(SET OF TASKS)
1 - Write out the part of the passage on Manus Island asylum seekers starting with "For the asylum" and going on through "the refugee business.".
2 - In the passage on Manus Island asylum seekers, what is the island's main town called?

In April this year, the Supreme Court of PNG ruled that the detention of asylum seekers on Manus Island violated the nation’s constitution. Since then, Australian Immigration Minister Peter Dutton has washed his hands of responsibility for the remaining 850-odd refugees on Manus Island, stating that they are PNG’s responsibility and will either be resettled there or be sent back to their countries of origin.

The denials of responsibility continued in the face of violent attacks on Manus Island asylum seekers, numerous cases of self-harm and inadequate medical treatment, and six deaths. Following the fifth death in August, again refusing to accept any responsibility, Dutton said, “I’m determined to get people off Manus”. Now we know how he plans to do it: by “inviting” them to move from one hell-hole to another.

For the asylum seekers, this creates an unbearable dilemma. If they stay in PNG, they will be forced out of the “processing centre” into totally inadequate accommodation in the Island’s main town of Lorengau, where they have no proper support or assistance and are at real risk of attack from the locals (who are, unsurprisingly, thoroughly fed up with having Australia’s refugee problems dumped on their very small and poor island). If they move to Nauru, they will be back under the thumb of the Australian authorities, the multinational companies who profit from running the “processing centre”, and Nauru politicians, several of whom have an unhealthy financial stake in the refugee business.

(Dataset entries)

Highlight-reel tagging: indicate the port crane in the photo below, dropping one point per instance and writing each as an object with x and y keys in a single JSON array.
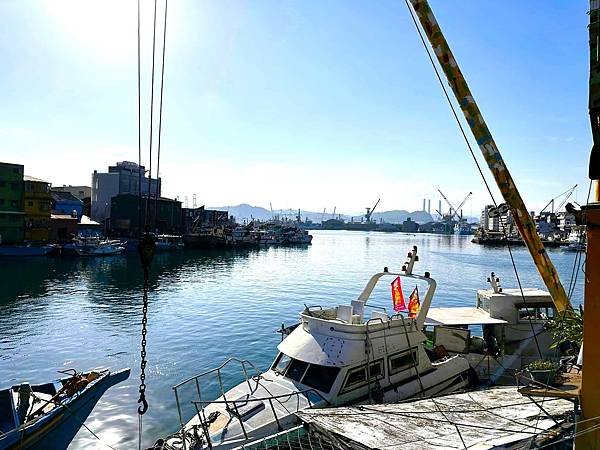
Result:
[
  {"x": 566, "y": 194},
  {"x": 370, "y": 211},
  {"x": 453, "y": 211}
]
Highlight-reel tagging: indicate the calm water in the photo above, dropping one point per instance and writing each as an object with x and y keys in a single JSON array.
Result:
[{"x": 84, "y": 313}]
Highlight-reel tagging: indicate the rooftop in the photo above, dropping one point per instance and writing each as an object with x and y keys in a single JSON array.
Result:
[{"x": 34, "y": 179}]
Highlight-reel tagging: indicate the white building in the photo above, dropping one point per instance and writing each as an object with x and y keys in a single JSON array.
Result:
[{"x": 122, "y": 178}]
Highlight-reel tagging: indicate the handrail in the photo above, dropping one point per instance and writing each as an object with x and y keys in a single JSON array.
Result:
[
  {"x": 260, "y": 399},
  {"x": 241, "y": 361},
  {"x": 205, "y": 425}
]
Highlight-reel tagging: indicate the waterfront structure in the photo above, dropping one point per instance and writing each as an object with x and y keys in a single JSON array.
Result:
[
  {"x": 125, "y": 217},
  {"x": 122, "y": 178},
  {"x": 37, "y": 201},
  {"x": 80, "y": 192},
  {"x": 409, "y": 226},
  {"x": 63, "y": 227},
  {"x": 66, "y": 203},
  {"x": 11, "y": 203}
]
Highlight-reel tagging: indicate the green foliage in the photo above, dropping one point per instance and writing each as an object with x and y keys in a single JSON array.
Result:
[{"x": 568, "y": 330}]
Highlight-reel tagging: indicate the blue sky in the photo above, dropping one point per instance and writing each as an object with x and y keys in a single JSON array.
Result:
[{"x": 299, "y": 103}]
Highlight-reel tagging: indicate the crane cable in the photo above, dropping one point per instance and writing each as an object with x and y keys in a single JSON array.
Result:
[{"x": 147, "y": 244}]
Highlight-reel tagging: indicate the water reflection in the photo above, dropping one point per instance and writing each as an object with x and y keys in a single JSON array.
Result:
[{"x": 206, "y": 306}]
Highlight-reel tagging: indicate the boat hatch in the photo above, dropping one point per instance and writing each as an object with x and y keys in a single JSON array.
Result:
[
  {"x": 245, "y": 407},
  {"x": 460, "y": 316}
]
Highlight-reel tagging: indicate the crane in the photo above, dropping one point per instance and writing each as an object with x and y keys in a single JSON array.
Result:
[
  {"x": 462, "y": 204},
  {"x": 370, "y": 211},
  {"x": 453, "y": 211},
  {"x": 567, "y": 194},
  {"x": 449, "y": 216}
]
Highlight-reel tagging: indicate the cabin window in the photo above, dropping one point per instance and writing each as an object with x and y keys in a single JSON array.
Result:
[
  {"x": 403, "y": 361},
  {"x": 358, "y": 377},
  {"x": 281, "y": 363},
  {"x": 320, "y": 377},
  {"x": 535, "y": 313},
  {"x": 296, "y": 370}
]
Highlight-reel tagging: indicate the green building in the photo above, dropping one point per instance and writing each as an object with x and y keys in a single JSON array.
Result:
[
  {"x": 124, "y": 215},
  {"x": 12, "y": 226}
]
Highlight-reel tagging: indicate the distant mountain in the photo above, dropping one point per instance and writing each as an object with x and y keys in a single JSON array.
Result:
[
  {"x": 399, "y": 216},
  {"x": 247, "y": 212}
]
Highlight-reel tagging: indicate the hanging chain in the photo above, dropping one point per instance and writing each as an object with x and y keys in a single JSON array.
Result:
[{"x": 146, "y": 250}]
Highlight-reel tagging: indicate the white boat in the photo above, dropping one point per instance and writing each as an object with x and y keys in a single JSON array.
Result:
[
  {"x": 335, "y": 356},
  {"x": 95, "y": 246},
  {"x": 499, "y": 335},
  {"x": 167, "y": 242}
]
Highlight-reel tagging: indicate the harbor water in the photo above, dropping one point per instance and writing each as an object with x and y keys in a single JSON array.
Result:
[{"x": 59, "y": 313}]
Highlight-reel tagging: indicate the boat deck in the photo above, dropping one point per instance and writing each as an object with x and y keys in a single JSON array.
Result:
[{"x": 570, "y": 389}]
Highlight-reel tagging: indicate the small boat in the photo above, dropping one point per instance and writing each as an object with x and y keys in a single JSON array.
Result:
[
  {"x": 95, "y": 246},
  {"x": 505, "y": 331},
  {"x": 350, "y": 354},
  {"x": 167, "y": 243},
  {"x": 49, "y": 415},
  {"x": 28, "y": 250}
]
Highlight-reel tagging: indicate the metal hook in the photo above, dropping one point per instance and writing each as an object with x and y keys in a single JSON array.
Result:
[{"x": 144, "y": 407}]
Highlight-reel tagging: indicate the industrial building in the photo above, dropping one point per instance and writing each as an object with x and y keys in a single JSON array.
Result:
[
  {"x": 122, "y": 178},
  {"x": 37, "y": 201},
  {"x": 11, "y": 203}
]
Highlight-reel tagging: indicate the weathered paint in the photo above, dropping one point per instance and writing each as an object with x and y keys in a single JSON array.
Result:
[{"x": 491, "y": 154}]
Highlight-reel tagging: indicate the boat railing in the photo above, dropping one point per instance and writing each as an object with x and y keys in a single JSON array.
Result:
[
  {"x": 282, "y": 399},
  {"x": 249, "y": 371}
]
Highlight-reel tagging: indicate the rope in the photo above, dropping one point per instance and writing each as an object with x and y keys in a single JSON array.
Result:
[
  {"x": 162, "y": 80},
  {"x": 139, "y": 132}
]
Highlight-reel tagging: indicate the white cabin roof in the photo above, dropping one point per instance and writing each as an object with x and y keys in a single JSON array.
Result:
[{"x": 460, "y": 316}]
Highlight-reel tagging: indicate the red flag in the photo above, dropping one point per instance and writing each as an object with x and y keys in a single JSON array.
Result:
[
  {"x": 413, "y": 303},
  {"x": 397, "y": 295}
]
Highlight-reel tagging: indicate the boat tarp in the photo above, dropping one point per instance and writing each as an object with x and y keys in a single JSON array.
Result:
[
  {"x": 492, "y": 418},
  {"x": 460, "y": 316}
]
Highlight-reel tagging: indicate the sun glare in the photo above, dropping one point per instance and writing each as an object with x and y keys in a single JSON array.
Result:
[{"x": 106, "y": 28}]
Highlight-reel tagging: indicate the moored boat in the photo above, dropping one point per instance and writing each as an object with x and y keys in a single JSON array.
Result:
[
  {"x": 49, "y": 415},
  {"x": 353, "y": 353}
]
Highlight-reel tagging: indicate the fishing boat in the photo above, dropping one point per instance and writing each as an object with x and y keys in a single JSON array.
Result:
[
  {"x": 505, "y": 331},
  {"x": 94, "y": 246},
  {"x": 167, "y": 242},
  {"x": 47, "y": 416},
  {"x": 336, "y": 356}
]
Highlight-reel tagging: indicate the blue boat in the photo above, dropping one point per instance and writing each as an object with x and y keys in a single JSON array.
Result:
[{"x": 49, "y": 415}]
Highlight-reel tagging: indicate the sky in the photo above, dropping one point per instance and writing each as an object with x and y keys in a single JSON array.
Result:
[{"x": 301, "y": 104}]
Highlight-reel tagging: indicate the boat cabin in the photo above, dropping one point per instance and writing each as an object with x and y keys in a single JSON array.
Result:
[{"x": 502, "y": 331}]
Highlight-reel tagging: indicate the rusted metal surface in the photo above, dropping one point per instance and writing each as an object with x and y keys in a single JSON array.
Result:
[
  {"x": 492, "y": 155},
  {"x": 484, "y": 419}
]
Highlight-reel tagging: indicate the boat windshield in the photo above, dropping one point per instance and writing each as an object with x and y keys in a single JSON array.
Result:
[{"x": 312, "y": 375}]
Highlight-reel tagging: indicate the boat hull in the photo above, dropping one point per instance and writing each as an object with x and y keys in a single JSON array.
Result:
[{"x": 57, "y": 429}]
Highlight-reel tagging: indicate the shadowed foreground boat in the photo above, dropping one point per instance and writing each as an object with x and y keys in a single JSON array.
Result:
[{"x": 49, "y": 415}]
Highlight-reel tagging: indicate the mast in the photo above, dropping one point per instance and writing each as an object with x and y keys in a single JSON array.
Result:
[
  {"x": 492, "y": 155},
  {"x": 590, "y": 215}
]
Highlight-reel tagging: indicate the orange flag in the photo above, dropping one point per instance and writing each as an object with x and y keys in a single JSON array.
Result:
[
  {"x": 413, "y": 303},
  {"x": 397, "y": 295}
]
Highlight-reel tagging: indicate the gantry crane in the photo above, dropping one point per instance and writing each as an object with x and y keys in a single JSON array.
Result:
[
  {"x": 453, "y": 211},
  {"x": 567, "y": 194},
  {"x": 370, "y": 211}
]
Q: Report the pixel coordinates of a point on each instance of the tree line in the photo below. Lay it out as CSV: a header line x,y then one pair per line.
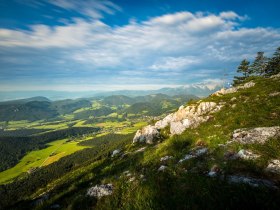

(SOLUTIONS FOR EACH TASK)
1 -
For the asylum seekers, this creates an unbearable dilemma. If they stay in PNG, they will be forced out of the “processing centre” into totally inadequate accommodation in the Island’s main town of Lorengau, where they have no proper support or assistance and are at real risk of attack from the locals (who are, unsurprisingly, thoroughly fed up with having Australia’s refugee problems dumped on their very small and poor island). If they move to Nauru, they will be back under the thumb of the Australian authorities, the multinational companies who profit from running the “processing centre”, and Nauru politicians, several of whom have an unhealthy financial stake in the refugee business.

2 - Lorengau